REQUIRED ACTION A |
According to the nutrition notes on curcumin, how far back has curcumin been used medicinally?
REQUIRED ACTION B |
Pick up the nutrition notes on curcumin after their last sentence and carry them forward.

SELECTED TEXT |
Nutrition Notes: Time constraints have put the brakes on exploration of the nutrient goodies that lie within some of my recent recipes’ key ingredients. But today I have some interesting information for you to chew on and consider. I give you the phytochemical powerhouse that is curcumin. The essential fatty acid Omega-3 found in salmon is also a potent compound, but I will save exploration of it for another time. If you can’t wait, here is a good overview from Memorial Sloan-Kettering Cancer Center’s excellent ‘About Herbs’ database.
There is so much burgeoning data on curcumin that I will have to limit myself to the highlights. Much of what we know about this exotic compound comes from animal studies and human cell culture studies, so enthusiastic extrapolation is unwise. But caveats aside this looks to be a very promising preventive and therapeutic plant chemical.
Curcumin, one of the main active compounds in the brilliant yellow spice, turmeric, has been used medicinally as far back as 3000 BC. A staple spice in India, turmeric has only in the past 30 years been used more widely in the West, perhaps most notably in multi-cultural Britain where Indian and Pakistani food is popular with all ethnicities. Current scientific interest in curcumin as a cancer-fighting food comes from awareness of its use in Ayurvedic medicine to treat diseases and conditions associated with digestion, the skin, the liver, joints and infections. Curcumin’s anti-inflammatory properties are perhaps the most studied of all its potential benefits. The Chinese use turmeric for similar ailments. As with many plant-based medicinal compounds, the East leads and the West follows.

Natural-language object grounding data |

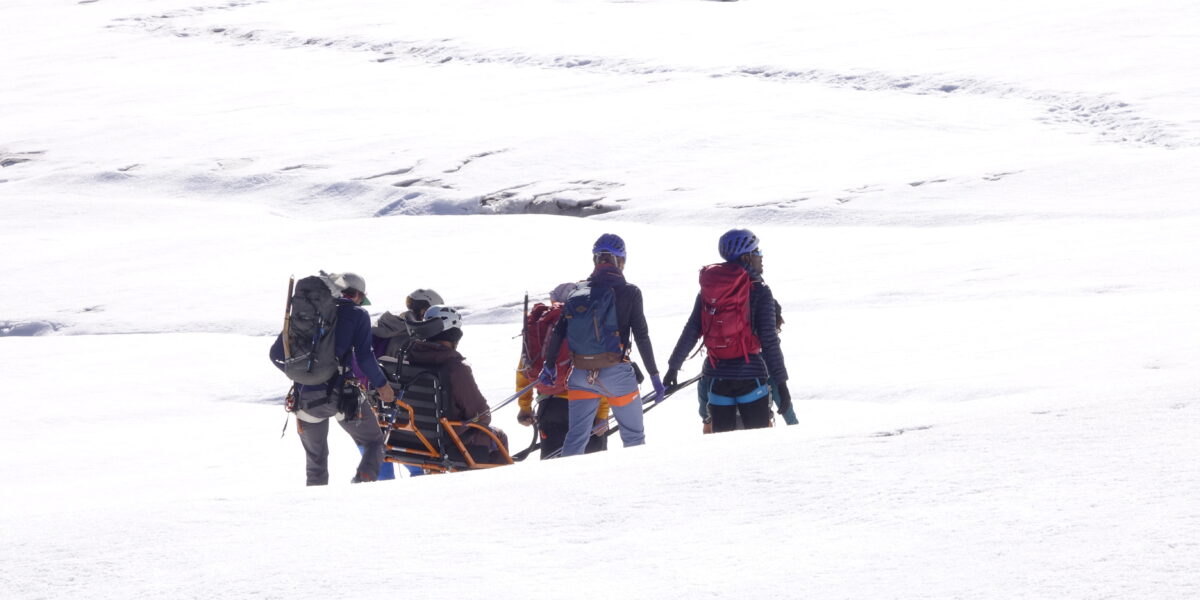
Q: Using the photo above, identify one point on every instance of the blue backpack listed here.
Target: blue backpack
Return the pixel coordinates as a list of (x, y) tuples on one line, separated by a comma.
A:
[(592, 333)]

...

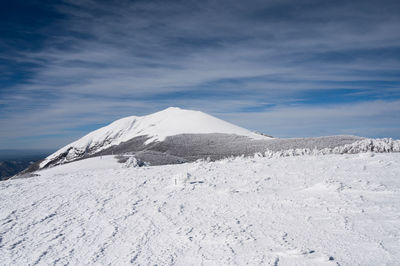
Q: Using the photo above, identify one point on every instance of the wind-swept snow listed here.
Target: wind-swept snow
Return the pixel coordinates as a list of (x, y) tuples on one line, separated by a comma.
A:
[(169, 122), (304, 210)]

---

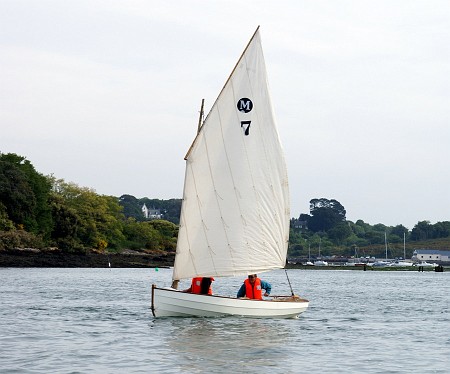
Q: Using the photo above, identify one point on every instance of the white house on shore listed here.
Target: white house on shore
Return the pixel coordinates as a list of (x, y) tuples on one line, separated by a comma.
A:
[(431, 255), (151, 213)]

OUTPUT A |
As far back as 3000 BC.

OUTPUT B |
The anti-cancer action of curcumin is well-established in animal studies and in human cancer cell cultures. Lab findings point to curcumin’s ability to prevent tumours induced by carcinogens (cancer-causing substances) as well tumours that occur spontaneously. It may be that in the not-so-distant future curcumin may be used to help prevent and treat cancers of the stomach, intestine, colon, skin and liver: curcumin’s effects are seen in both the initiation and promotion stages of cancer.
In studies of human cancer cells in the lab, results are just as exciting – curcumin blocked the growth of cells from colon, breast and ovary cancer cells, as well as leukemia cells. This seems to be due to two actions: apoptosis – inducing cancer cell death, and preventing angiogenesis – the formation of new blood vessels. Cancer cells can’t get energy to grow if they don’t have blood vessels. Currently there are four large clinical trials through the US National Institutes of Health looking at curcumin’s effect on pancreatic cancer, multiple myeloma, colorectal cancer and Alzheimer’s disease. Watch this space.
There are a few people who shouldn’t consume turmeric: breast cancer patients receiving chemotherapy – animal studies show it can block some drugs; those with liver disease; those undergoing surgery (it thins the blood); and those with bile duct obstruction. A full list of contraindications are listed here, where there is also an excellent overview of this compound.
One last point, and an important one: our absorption of curcumin is greatly enhanced by having it with black pepper. So the next time you make a curry – or even buy one – add some pepper for extra punch, and benefit. There are other interesting ‘culinary synergies’ worth exploring. See my article for further potent food partnerings. If you are really interested in the key foods that may help prevent and treat cancer, I recommend reading Professor Richard Beliveau and Dr Denis Gingras’s book “Foods To Fight Cancer“(DK, 2007). Turmeric is their top spice and oily fish is their top protein.